Data for this exercise ::

--- begin ---

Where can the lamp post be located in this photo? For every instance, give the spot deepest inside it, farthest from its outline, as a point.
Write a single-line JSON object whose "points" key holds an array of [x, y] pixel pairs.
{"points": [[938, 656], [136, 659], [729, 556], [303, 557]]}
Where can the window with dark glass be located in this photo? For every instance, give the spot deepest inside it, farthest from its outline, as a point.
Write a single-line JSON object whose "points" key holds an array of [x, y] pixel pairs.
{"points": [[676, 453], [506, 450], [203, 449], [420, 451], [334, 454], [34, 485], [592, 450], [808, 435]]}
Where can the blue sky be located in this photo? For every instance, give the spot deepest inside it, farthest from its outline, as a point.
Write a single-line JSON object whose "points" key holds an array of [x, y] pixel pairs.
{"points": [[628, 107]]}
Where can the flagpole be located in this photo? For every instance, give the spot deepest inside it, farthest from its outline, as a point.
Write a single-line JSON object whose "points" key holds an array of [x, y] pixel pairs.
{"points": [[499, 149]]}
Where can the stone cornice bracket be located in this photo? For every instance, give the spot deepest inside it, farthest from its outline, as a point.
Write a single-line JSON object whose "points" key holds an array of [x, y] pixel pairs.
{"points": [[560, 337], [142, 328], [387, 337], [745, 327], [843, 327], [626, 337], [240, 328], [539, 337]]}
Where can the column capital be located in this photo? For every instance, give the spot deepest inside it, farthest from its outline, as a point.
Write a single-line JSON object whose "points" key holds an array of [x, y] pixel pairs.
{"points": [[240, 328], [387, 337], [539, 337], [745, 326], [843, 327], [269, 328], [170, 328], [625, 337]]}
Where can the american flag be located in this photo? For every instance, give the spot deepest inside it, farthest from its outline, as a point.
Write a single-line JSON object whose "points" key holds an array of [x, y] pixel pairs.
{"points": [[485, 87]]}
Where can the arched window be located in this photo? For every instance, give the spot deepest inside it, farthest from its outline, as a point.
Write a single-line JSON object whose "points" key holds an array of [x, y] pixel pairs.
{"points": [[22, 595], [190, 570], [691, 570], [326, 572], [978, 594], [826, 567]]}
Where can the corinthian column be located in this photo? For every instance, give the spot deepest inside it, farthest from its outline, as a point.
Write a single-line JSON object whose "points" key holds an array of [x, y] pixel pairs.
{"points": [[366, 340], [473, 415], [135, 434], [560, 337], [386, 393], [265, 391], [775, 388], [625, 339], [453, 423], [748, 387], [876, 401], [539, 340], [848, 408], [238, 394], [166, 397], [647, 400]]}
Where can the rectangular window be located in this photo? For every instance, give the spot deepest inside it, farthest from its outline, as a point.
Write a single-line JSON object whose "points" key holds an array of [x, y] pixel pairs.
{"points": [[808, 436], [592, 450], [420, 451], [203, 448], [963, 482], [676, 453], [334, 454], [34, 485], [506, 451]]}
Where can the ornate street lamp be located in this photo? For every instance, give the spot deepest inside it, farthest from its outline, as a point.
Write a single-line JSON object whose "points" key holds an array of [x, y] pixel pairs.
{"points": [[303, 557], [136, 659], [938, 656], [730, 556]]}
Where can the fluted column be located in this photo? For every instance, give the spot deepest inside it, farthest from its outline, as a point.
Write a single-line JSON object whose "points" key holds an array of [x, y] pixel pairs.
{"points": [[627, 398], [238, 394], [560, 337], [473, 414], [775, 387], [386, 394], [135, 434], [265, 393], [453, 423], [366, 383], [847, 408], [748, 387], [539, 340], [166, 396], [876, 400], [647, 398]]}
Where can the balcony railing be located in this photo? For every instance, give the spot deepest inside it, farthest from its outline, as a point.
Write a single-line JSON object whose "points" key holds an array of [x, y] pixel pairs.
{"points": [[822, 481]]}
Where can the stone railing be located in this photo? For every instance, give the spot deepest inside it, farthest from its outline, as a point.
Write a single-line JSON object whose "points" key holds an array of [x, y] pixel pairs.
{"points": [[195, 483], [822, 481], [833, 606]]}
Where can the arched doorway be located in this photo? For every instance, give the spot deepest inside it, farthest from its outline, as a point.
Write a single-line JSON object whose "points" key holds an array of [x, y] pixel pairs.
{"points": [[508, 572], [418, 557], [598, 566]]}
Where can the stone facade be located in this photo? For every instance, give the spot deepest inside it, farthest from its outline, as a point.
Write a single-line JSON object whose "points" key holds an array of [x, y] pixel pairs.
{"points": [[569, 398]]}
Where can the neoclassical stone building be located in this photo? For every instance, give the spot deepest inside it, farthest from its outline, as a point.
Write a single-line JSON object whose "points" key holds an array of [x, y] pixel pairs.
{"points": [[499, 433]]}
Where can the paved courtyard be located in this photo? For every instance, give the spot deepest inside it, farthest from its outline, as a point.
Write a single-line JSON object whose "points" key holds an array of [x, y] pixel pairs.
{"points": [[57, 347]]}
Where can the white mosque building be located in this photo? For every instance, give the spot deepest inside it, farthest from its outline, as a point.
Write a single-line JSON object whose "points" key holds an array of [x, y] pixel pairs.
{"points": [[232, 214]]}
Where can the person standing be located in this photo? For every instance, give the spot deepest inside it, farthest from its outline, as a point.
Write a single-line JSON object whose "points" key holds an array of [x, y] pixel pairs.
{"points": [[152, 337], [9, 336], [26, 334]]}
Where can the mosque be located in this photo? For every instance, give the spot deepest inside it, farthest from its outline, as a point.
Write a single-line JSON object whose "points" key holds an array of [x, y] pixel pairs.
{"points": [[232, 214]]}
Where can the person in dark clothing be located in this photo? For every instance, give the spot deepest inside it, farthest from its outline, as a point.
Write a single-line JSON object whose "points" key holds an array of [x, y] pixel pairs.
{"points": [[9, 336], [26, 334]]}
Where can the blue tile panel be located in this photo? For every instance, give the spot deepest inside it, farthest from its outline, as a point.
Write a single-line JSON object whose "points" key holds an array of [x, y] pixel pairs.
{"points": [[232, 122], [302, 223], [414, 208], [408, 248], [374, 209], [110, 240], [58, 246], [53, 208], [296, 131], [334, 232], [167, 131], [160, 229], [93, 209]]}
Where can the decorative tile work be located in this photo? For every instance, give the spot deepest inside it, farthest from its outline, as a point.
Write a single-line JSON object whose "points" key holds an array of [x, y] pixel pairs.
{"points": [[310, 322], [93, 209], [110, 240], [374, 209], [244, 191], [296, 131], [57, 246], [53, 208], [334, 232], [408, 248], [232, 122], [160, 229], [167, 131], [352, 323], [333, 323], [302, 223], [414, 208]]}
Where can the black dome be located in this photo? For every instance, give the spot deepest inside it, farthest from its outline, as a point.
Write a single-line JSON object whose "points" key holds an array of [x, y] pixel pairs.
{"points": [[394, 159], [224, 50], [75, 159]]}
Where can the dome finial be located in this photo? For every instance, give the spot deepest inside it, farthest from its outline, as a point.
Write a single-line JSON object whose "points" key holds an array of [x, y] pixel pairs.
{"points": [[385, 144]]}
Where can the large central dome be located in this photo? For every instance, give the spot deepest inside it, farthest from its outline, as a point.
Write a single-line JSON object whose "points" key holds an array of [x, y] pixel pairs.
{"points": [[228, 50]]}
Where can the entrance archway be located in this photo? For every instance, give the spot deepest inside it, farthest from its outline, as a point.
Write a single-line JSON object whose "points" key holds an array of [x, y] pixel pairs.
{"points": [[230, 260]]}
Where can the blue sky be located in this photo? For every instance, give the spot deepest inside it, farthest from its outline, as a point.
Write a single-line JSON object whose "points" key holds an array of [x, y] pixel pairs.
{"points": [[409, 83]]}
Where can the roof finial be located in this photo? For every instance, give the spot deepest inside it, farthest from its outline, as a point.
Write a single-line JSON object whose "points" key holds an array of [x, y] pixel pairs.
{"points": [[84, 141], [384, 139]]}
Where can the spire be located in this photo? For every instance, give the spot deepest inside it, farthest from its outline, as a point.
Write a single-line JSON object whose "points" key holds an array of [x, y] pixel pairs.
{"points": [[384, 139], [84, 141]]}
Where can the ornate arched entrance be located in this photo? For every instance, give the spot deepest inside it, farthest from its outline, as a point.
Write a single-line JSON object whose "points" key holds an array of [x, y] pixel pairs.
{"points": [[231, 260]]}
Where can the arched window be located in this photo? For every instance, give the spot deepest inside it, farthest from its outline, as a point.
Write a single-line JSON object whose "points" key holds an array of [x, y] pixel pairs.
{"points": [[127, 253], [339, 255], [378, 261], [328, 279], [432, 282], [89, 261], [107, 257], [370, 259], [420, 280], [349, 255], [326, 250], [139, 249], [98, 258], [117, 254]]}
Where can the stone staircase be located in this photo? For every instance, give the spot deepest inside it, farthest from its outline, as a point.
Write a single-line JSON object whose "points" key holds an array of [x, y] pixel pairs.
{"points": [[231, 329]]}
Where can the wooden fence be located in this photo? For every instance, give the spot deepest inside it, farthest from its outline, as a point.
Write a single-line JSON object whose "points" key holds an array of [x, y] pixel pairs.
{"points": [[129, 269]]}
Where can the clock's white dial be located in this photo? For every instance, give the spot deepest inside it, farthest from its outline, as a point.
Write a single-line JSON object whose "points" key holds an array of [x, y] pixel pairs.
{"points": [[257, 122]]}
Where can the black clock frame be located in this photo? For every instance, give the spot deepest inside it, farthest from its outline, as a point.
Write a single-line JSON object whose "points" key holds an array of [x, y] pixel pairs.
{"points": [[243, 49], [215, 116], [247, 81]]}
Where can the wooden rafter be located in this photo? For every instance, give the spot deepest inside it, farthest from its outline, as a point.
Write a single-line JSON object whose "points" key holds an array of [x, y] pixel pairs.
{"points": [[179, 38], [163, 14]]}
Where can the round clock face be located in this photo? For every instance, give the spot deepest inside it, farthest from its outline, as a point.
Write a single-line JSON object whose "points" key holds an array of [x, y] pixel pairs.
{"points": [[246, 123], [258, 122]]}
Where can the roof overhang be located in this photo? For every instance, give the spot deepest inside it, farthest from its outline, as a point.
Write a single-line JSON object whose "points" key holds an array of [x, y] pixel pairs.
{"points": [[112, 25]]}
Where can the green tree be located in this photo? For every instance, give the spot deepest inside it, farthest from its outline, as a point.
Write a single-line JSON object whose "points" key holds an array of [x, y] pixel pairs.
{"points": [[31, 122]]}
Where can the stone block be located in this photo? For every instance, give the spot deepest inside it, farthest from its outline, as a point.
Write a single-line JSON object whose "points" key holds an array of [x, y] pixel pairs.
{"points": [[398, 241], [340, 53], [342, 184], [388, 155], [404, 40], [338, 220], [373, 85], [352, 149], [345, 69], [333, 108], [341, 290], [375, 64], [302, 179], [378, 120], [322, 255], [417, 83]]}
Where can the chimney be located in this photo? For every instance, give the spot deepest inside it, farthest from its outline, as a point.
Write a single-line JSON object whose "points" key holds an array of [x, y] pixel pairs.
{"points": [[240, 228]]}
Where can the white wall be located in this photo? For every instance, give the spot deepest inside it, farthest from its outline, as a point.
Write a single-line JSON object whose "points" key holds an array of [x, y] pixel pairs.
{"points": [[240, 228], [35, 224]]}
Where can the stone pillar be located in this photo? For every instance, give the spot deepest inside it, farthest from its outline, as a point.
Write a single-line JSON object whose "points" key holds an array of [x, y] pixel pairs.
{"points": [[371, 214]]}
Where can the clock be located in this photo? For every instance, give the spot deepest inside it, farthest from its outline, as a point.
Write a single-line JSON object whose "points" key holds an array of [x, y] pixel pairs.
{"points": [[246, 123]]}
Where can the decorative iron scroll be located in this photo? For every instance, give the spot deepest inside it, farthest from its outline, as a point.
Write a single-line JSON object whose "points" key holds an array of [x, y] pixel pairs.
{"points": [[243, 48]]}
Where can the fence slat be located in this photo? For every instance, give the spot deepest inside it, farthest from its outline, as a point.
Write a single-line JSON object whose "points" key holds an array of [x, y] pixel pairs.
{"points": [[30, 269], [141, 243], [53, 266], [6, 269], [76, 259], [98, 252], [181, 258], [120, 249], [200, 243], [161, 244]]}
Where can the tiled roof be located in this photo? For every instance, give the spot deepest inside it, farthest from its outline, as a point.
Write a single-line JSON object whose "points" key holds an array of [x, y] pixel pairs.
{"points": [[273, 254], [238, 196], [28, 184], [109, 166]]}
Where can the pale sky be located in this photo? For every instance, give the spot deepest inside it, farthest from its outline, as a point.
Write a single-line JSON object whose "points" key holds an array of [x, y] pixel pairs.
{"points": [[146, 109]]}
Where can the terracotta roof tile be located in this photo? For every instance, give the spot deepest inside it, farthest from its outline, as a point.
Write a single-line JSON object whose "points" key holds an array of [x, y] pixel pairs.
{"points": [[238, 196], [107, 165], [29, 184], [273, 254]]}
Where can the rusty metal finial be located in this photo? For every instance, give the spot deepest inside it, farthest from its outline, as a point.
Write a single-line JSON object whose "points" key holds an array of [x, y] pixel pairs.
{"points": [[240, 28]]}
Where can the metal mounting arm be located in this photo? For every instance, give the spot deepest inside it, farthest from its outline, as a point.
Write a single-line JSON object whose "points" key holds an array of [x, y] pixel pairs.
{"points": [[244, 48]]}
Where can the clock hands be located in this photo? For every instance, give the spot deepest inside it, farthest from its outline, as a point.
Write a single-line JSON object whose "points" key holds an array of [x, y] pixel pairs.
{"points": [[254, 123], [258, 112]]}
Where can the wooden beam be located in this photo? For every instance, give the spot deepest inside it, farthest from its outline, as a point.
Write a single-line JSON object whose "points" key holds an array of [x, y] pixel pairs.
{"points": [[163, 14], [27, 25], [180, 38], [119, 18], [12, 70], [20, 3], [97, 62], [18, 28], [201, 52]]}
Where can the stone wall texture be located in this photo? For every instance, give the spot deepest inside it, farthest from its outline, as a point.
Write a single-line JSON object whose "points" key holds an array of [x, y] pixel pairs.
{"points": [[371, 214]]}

--- end ---

Give again the lines from the line holding "Where can the tiled" through the close of the listing, both included, exactly as written and with nothing else.

Response for this exercise ::
Where can the tiled roof be located in this photo? For every instance, give the spot deepest inside it, farthest from its outline, as a point.
Write a single-line JSON object whose "points" key holds an array of [x, y] pixel pairs.
{"points": [[273, 254], [238, 196], [28, 184], [109, 166]]}
Where can the pale sky be located in this photo? For every instance, give the spot deepest inside it, farthest from its outline, as a point.
Write a single-line JSON object whose "points" key holds an array of [x, y] pixel pairs.
{"points": [[146, 109]]}
Where can the terracotta roof tile be located in this photo? For every instance, give the spot deepest inside it, farthest from its outline, as a point.
Write a single-line JSON object whose "points" key holds an array of [x, y] pixel pairs.
{"points": [[238, 196], [107, 165], [29, 184], [273, 254]]}
Where can the rusty metal finial be located in this photo? For every instance, give the spot deepest inside it, farthest from its outline, as a point.
Write a single-line JSON object whose "points" key holds an array of [x, y] pixel pairs.
{"points": [[240, 28]]}
Where can the metal mounting arm be located in this photo? For every instance, give the spot deepest inside it, farthest from its outline, as a point.
Write a single-line JSON object whose "points" key holds an array of [x, y] pixel pairs.
{"points": [[244, 48]]}
Where can the clock hands be located in this photo? For every instance, give the spot deepest inside it, farthest from its outline, as a point.
Write a single-line JSON object whose "points" key holds an array of [x, y] pixel pairs.
{"points": [[254, 123], [258, 112]]}
Where can the wooden beam be located in this photo? For every instance, give the spot deepest inside it, farthest from its outline, as a point.
Write a single-line JSON object whose "points" key holds an array of [x, y] pixel pairs.
{"points": [[163, 14], [27, 25], [180, 38], [119, 18], [12, 70], [20, 3], [97, 62], [18, 28], [201, 52]]}
Where can the stone wall texture be located in this photo? For every instance, give the spot deepest inside it, farthest from its outline, as a point.
Write a single-line JSON object whose "points" key holds an array of [x, y] pixel pairs.
{"points": [[371, 214]]}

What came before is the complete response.